- WORK TASK
Here are some records. Transcribe all of them exactly.

[Stored data]

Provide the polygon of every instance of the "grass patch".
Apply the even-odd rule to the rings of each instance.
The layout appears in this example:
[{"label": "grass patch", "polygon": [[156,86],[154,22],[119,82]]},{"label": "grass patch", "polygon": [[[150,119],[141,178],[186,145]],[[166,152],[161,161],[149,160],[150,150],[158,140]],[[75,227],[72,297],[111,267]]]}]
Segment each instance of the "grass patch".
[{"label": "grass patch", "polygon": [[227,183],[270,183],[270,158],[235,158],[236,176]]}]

- ANSWER TO THE PROBLEM
Provide the polygon of every instance of the "grass patch".
Apply the even-odd rule to the rings of each instance.
The layout appears in this example:
[{"label": "grass patch", "polygon": [[156,86],[154,22],[119,82]]},{"label": "grass patch", "polygon": [[[150,119],[141,178],[186,145]],[[166,152],[161,161],[149,160],[150,150],[158,140]],[[75,227],[72,297],[111,267]]]}]
Segment each instance of the "grass patch".
[{"label": "grass patch", "polygon": [[227,183],[270,183],[270,158],[235,158],[236,176]]}]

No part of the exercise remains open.